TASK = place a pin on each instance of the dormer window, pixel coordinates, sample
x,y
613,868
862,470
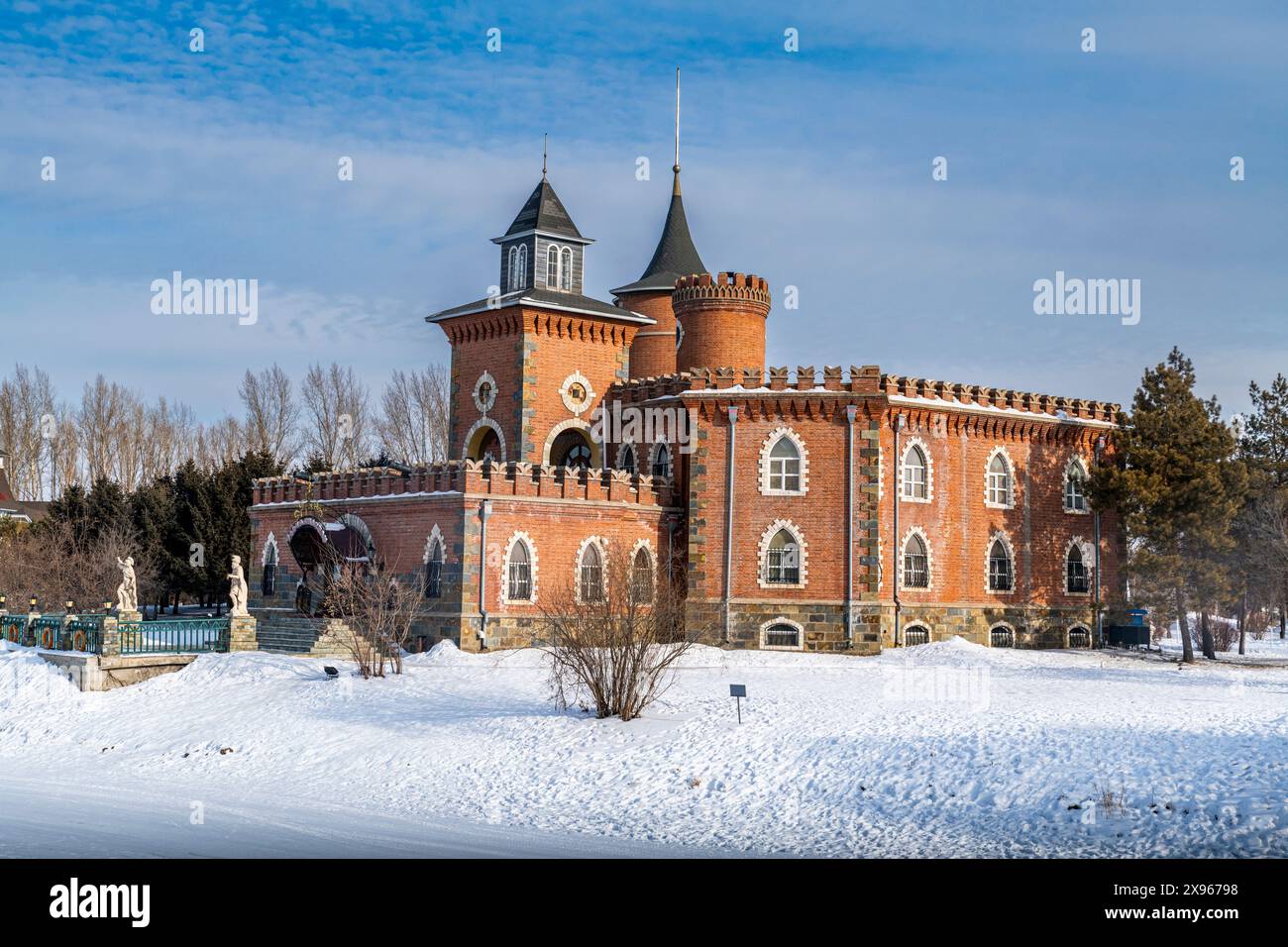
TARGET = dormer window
x,y
559,266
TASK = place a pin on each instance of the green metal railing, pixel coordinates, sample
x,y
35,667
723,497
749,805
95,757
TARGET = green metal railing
x,y
174,635
13,628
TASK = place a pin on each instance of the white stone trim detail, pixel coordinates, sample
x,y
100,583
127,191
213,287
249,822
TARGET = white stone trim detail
x,y
475,429
603,561
1010,551
503,585
1009,626
277,553
782,620
436,535
596,451
767,446
1076,462
763,554
1010,479
915,444
1089,562
484,406
578,407
930,560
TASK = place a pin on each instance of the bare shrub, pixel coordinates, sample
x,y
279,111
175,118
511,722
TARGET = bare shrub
x,y
614,638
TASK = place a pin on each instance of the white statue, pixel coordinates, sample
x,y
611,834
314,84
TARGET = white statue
x,y
237,590
128,591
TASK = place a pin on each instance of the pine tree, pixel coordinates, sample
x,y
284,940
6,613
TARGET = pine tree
x,y
1176,484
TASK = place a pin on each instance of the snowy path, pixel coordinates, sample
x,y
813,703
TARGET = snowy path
x,y
941,750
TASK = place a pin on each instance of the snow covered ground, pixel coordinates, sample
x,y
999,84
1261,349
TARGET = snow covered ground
x,y
947,749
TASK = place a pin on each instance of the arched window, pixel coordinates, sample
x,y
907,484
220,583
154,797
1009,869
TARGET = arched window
x,y
785,467
434,571
915,634
915,564
268,582
914,482
566,268
1076,579
999,480
1001,574
1076,488
782,634
642,577
590,574
662,462
518,579
782,560
553,266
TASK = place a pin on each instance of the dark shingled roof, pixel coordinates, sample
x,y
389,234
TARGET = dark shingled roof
x,y
544,211
554,299
675,254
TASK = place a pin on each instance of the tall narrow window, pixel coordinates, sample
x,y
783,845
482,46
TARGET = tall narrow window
x,y
915,564
591,575
662,462
914,474
1076,488
642,577
434,571
1001,575
519,579
784,560
785,467
1076,573
999,480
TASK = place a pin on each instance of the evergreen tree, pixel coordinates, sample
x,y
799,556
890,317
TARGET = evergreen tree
x,y
1176,484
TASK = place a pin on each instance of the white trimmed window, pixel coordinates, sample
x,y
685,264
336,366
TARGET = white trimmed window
x,y
1000,488
1076,487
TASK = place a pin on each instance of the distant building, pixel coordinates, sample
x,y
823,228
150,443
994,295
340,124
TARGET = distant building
x,y
778,514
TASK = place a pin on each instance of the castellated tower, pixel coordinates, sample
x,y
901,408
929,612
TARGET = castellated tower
x,y
720,321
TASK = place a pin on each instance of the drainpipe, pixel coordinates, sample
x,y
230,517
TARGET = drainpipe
x,y
484,512
733,442
898,552
850,411
1095,517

★ ★ ★

* **Task prompt**
The expected answer is the full listing above, transcribed exactly and without pictures.

* **Finished exercise**
TASK = place a pin on each instance of the dormer window, pixel coordinates, sample
x,y
613,868
862,470
TARGET = dormer window
x,y
559,266
TASK = place a pin on each instance of the green metal railing, pixel coordinates, sample
x,y
35,667
723,497
749,805
95,757
TARGET = green metal railing
x,y
174,635
13,628
TASK = place a pin on each instance of the white stone trim detail, pixel coordinates, sample
x,y
100,583
127,191
213,287
249,822
TARGET = white stone trim detail
x,y
475,429
603,561
1010,551
503,585
1009,626
277,553
782,620
436,535
596,451
767,446
1076,462
763,554
1010,479
915,444
1089,562
484,406
578,407
930,560
TASK = place a pin on each instance of the bare shrub, pixel coordinates, sample
x,y
279,111
175,118
511,722
TARGET = bare shrub
x,y
614,638
TASK = place a pin on each instance of the white statue, pixel coordinates, sample
x,y
611,834
314,84
TARGET = white statue
x,y
237,590
128,591
TASK = place a pin on each instance of the pine tree, pixel coordinates, sample
x,y
284,940
6,613
TARGET = pine tree
x,y
1176,484
TASK = place a pin on each instance of the snowy path, pixel coordinates, sample
x,y
813,703
TARGET = snowy path
x,y
941,750
TASK = place a pin on each instance of the snow covered ground, pixel coordinates, sample
x,y
999,84
1261,349
TARGET = snow covered ground
x,y
947,749
TASK = place a pin on each instance of the arched window, pixel coordinates, sample
x,y
907,484
220,583
154,797
1009,869
TARGET = arched window
x,y
785,467
434,571
915,634
915,564
268,582
914,482
566,268
1076,579
999,480
1001,574
1076,488
782,634
642,577
590,574
662,462
518,579
782,560
553,266
TASK = place a pin on each instance of the dark shingled roof, pixel coordinates, sample
x,y
389,234
TARGET = dark shingled roof
x,y
544,211
554,299
675,254
TASK = place a pin on each instance of the tall narrow window, pixel coordinates, sample
x,y
783,845
482,46
TARGET = tall narrow window
x,y
915,564
591,575
662,462
914,474
1076,488
642,577
434,571
1001,575
519,579
784,560
785,467
1076,573
999,480
TASK = place a pin on each instance of the evergreen tree, pixel coordinates, sample
x,y
799,556
890,317
TARGET = evergreen tree
x,y
1176,484
TASK = place a pin on each instance of the white trimmed window, pixel coordinates, sample
x,y
685,264
336,366
TARGET = white trimmed window
x,y
1000,488
1076,487
TASK = place a pin on each instance of the distant building, pixel coordinates, sample
x,y
823,228
150,443
994,295
340,124
TARGET = distant building
x,y
778,514
TASK = place a pin on each instance of the castellated tower, pixel coordinates, sample
x,y
901,408
929,612
TARGET = castellated tower
x,y
720,321
TASK = place a pin on each instance of the drainpipe, pixel coordinates, sample
x,y
230,517
TARGET = drainpipe
x,y
484,512
733,442
898,552
850,411
1095,517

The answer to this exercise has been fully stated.